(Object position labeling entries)
────────
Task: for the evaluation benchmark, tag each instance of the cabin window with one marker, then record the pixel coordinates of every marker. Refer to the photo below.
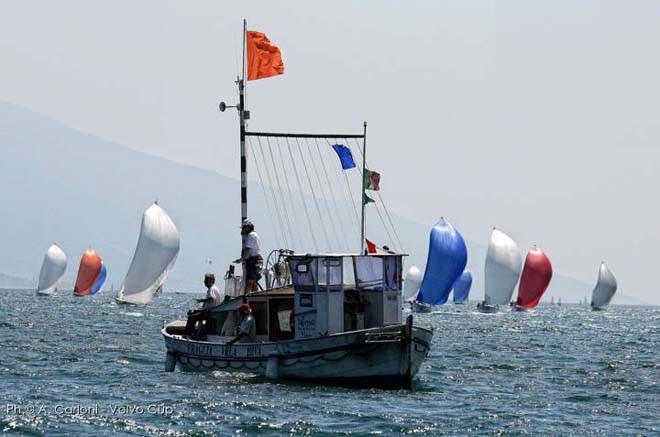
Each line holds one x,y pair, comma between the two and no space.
369,271
348,272
260,314
392,273
223,323
303,272
330,272
281,319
────────
Switch "cabin window" to "porthole" throughout the entries, leave everything else unchanged, and omit the pictures from your version.

» **Solution to this exercise**
Task: for the evaluation benchmark, tag each instance of the porthole with one marker, then record the pixel coordinates of every marker. Refer to the photo below.
Each line holds one x,y pair, comma between the two and no space.
369,271
348,272
260,314
392,273
223,323
303,272
330,272
281,319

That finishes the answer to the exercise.